*** Opening of Provided passage ***
Arnold, Paul S. Amos professor of Old Testament interpretation at Asbury Theological Seminary, has added to the burgeoning literature on Genesis. While following the general layouts and approaches characteristic of the commentary genre, Arnold’s work emphasizes the newer literary-critical methods that focus on the rhetoric and narrative features and the figures of speech of the existing text.
In addressing the nature of that text and how it reached its present form, he operates from a moderate historical-critical stance that sees little if any evidence of a Mosaic hand at work in the Book of Genesis or even in the Pentateuch as a whole. Thus (with many modern scholars) he cavalierly dismisses more than three thousand years of Judeo-Christian consensus on the questions of authorship, date, and composition. His position in his commentary is perhaps best summarized in his response to a question raised in the blogsite of his Asbury colleague Ben Witherington: “I argue that what we have in Genesis is a carefully crafted and edited final product, comprised of the following earlier sources. First, an old Israelite epic narrative, which is among the earliest written texts of ancient Israel, and may roughly be understood as similar to source-critical definitions of the J document. I am not in agreement with many today who date this epic late, and I also do not accept several other features of the Graf-Wellhausen definitions. Second, priestly materials typically identified by the siglum P. Against the Graf-Wellhausen JEDP theory, I see this material as pre-exilic based largely on impressive linguistic data presented in recent decades by Avi Hurvitz and others. Third, materials originating in a Holiness school distinct from other priestly materials, also of pre-exilic origins and assuming the earlier P traditions (which reverses the sequence of these sources in the JEDP theory). So I suppose for Genesis, that leaves us with JPH, instead of JEP.”
*** Close of Provided passage ***
*** Opening of The data ***
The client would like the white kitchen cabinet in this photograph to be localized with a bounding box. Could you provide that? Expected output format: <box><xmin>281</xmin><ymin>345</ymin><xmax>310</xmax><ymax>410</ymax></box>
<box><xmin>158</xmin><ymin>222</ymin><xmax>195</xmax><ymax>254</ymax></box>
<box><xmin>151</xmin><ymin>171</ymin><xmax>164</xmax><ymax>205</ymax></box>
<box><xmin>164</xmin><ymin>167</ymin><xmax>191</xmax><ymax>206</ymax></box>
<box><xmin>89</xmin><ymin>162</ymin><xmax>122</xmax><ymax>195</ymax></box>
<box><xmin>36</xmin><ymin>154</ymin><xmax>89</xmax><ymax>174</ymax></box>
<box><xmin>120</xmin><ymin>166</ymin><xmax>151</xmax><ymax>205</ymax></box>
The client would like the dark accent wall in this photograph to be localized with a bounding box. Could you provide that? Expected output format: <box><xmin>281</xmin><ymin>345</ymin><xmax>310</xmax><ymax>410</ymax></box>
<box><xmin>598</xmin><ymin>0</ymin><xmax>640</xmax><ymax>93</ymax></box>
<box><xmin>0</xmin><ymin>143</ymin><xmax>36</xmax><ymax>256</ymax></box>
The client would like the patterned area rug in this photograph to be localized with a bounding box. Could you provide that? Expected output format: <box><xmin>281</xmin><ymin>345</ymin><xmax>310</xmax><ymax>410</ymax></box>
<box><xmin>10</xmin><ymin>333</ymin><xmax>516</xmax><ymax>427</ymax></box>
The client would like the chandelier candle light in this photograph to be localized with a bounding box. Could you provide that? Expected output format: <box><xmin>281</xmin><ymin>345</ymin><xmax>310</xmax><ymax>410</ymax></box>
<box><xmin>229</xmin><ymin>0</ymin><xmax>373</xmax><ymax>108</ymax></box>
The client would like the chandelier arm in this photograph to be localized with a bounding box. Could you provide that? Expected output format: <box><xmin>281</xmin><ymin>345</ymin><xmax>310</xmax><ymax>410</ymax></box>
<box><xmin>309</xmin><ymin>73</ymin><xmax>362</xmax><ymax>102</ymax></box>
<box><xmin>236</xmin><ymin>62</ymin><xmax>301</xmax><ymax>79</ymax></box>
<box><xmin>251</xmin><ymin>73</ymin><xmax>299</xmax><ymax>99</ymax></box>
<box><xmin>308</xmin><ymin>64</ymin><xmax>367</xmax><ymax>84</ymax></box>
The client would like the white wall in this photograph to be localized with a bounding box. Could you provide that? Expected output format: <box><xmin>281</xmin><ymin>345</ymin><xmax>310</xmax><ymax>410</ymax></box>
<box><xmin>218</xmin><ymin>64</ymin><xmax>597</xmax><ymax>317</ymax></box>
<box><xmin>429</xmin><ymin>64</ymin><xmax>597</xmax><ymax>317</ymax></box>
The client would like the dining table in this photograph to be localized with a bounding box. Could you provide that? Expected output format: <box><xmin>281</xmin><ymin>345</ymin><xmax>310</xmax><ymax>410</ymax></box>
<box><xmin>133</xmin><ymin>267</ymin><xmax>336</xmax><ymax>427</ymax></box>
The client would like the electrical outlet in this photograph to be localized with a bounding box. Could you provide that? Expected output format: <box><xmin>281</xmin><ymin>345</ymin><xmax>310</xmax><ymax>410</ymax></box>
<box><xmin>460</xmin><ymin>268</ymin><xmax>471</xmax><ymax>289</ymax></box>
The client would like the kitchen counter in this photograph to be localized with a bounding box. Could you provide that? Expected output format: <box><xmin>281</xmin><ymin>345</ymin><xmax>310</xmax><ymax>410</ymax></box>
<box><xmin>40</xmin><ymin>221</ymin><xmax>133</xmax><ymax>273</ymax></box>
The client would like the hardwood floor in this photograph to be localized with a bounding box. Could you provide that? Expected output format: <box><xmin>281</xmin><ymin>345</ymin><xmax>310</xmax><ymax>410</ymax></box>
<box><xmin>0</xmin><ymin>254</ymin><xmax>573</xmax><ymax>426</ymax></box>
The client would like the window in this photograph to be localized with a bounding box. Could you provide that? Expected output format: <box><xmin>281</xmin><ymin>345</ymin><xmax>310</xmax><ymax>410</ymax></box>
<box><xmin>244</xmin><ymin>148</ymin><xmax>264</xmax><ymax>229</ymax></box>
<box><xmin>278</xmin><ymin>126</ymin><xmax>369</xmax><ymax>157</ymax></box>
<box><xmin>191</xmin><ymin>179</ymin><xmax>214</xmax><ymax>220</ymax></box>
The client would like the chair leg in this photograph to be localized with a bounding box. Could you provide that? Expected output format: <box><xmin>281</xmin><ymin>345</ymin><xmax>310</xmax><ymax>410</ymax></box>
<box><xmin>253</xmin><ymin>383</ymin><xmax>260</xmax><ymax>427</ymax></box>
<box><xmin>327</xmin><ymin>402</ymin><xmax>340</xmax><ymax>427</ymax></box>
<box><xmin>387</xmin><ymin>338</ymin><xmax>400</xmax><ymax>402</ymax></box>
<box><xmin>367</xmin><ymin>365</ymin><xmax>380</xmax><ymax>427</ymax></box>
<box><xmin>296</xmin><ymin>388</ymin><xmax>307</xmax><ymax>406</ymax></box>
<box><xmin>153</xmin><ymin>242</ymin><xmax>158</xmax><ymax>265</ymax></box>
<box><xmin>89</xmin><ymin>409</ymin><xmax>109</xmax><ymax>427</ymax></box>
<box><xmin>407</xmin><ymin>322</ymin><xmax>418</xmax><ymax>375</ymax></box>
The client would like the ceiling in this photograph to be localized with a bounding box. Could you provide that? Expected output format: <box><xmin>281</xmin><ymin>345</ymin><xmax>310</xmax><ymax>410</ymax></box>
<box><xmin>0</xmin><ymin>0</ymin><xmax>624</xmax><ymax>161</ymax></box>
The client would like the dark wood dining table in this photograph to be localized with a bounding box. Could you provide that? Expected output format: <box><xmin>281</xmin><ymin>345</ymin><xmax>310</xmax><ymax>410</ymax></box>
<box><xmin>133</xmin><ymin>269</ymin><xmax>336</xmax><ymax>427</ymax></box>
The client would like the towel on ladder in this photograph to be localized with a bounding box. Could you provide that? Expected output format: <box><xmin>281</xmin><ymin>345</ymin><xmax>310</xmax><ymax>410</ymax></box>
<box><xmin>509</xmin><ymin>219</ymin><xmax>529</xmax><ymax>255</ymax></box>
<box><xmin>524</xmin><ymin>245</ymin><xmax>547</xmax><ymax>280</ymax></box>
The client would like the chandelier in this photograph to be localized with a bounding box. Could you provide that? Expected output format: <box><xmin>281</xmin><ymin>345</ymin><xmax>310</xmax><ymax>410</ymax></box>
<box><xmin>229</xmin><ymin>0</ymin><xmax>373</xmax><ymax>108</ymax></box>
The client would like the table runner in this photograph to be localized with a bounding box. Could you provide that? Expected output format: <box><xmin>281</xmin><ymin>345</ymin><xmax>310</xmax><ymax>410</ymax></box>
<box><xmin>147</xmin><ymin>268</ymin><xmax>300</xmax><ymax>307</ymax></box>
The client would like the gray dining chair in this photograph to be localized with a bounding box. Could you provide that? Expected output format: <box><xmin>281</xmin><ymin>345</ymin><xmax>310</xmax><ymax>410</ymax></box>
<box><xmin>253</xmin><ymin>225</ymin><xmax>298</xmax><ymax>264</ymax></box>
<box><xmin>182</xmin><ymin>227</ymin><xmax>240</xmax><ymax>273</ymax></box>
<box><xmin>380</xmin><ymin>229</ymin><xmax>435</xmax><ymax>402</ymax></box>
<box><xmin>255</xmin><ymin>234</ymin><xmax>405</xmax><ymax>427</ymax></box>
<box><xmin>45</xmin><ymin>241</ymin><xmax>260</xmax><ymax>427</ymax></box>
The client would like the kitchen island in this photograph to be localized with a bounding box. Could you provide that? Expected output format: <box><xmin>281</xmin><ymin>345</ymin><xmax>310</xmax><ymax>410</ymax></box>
*** Close of The data ***
> **Your instructions**: Continue the review of Arnold's Genesis commentary, starting after its last sentence. None of the entries is needed for this work.

> **Answer box**:
The significance of this assessment of the Genesis material goes far beyond questions of authorship and dating; indeed, it reaches to the very heart of biblical theological method and interpretation. The message of the book meant something quite different to a Mosaic audience than to any number of subsequent audiences that may have listened to the accumulating traditions that eventuated in the book as it is today. This of course is precisely why attention today is addressed not to ancient historical settings and to theories of composition of biblical texts but to literary analyses of these texts regardless of the processes by which they ultimately took final shape.
Arnold offers fresh ways of looking at the literature of Genesis. He clearly is abreast of the finest modern scholarship and is at his best when viewing the narratives of Genesis against the ancient Near Eastern background of which they are a part. He regularly features excerpts from the literature of surrounding nations by way of comparison and contrast or even suggestive of a common fund of tradition. With respect to certain critical and troublesome issues and passages (e.g., the age of the earth, the universality of the Flood, and the historicity of the account of Abram and Melchizedek in Genesis 14), Arnold is either silent or extremely cautious about committing himself one way or the other. This is not necessarily a negative evaluation because many of the conundrums of Genesis defy ready and easy solutions.
Serious students of Genesis cannot afford to ignore this important addition to the literature. One need not agree with a scholar’s presuppositions, methodology, or even interpretation of controversial texts to find his work beneficial. This commentary will enjoy frequent attention on the part of this reviewer.